Set task
Copy the section of rows that opens with the line containing "search for theater" and closes with the line containing "left=180, top=34, right=430, bottom=458", both ends included. Scale every coordinate in the answer boxes by 1.85, rounding to whole numbers with halves going up, and leave the request lines and their sample boxes unchanged.

Source data
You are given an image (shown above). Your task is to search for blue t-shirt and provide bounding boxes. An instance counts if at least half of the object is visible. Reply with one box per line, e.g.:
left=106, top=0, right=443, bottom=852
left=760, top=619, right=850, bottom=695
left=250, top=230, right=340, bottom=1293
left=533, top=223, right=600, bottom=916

...

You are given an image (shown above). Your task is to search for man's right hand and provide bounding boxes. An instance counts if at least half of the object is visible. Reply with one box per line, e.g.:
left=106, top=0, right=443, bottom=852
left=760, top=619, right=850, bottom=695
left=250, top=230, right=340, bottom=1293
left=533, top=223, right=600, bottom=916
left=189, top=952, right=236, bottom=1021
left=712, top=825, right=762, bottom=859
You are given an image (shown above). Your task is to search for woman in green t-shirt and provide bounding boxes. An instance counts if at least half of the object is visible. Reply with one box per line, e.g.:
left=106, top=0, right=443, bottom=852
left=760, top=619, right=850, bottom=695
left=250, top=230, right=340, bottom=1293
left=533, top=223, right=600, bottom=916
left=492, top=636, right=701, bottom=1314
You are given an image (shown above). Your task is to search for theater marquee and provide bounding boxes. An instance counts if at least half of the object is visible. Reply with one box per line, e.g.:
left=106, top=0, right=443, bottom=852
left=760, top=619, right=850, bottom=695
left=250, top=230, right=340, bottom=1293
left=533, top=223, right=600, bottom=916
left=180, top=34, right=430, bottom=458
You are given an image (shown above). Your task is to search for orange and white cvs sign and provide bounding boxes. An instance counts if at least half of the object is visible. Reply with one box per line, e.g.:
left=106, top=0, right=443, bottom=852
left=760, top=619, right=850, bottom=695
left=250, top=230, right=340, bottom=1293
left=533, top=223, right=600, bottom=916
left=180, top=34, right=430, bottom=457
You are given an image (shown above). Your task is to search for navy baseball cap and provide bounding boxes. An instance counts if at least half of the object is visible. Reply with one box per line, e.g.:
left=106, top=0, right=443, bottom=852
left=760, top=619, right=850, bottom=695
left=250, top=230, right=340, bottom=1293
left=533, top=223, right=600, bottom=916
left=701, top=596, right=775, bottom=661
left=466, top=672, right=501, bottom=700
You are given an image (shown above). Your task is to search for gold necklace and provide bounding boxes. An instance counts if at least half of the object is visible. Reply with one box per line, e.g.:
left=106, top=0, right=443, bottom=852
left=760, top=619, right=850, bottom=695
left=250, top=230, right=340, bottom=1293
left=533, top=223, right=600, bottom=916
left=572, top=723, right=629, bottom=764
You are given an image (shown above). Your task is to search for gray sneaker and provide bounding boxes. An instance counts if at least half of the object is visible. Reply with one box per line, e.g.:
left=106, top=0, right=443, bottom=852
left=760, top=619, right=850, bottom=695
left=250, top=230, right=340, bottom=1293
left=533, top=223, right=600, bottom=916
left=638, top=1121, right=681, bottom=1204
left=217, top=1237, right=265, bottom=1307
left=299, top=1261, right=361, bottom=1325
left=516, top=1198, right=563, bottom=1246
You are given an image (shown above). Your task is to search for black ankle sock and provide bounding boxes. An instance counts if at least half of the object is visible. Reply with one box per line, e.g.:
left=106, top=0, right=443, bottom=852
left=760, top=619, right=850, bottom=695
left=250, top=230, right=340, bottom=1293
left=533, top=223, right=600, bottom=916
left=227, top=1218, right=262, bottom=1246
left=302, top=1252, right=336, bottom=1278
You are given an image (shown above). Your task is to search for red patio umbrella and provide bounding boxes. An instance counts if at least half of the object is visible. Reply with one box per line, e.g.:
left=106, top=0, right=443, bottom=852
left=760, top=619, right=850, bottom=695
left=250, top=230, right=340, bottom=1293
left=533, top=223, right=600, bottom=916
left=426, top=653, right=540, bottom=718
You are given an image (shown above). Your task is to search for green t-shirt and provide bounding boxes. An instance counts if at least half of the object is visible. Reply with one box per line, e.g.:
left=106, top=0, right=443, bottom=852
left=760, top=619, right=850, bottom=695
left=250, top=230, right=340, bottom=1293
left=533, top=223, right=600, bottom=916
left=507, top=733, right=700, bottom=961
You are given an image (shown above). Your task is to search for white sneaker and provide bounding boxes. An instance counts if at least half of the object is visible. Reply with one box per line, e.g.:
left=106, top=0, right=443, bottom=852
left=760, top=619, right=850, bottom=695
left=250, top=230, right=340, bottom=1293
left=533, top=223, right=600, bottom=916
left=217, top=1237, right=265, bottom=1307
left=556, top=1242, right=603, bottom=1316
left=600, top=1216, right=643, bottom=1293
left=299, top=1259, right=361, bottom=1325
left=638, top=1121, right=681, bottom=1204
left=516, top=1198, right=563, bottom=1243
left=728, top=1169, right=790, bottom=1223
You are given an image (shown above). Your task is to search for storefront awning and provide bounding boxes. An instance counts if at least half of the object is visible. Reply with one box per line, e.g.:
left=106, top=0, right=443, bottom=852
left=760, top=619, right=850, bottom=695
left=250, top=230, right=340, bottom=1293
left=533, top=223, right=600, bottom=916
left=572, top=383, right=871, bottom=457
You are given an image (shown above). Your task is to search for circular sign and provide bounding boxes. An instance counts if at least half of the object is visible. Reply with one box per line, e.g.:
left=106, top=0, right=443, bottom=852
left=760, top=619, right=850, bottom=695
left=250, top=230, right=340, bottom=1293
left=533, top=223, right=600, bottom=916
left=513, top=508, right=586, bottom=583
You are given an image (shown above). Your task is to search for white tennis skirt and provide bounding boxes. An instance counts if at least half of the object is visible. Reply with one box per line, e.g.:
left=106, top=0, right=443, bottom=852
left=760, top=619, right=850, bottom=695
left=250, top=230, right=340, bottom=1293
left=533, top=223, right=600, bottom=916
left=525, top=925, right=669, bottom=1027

Exercise response
You are given an image (shown above). Your task is to search for theater marquee and provide bounding boxes. An instance counts if at least half of the object is visible. Reply with one box per line, e.g.:
left=106, top=0, right=443, bottom=852
left=760, top=619, right=850, bottom=695
left=250, top=230, right=340, bottom=1293
left=533, top=223, right=600, bottom=916
left=333, top=63, right=796, bottom=847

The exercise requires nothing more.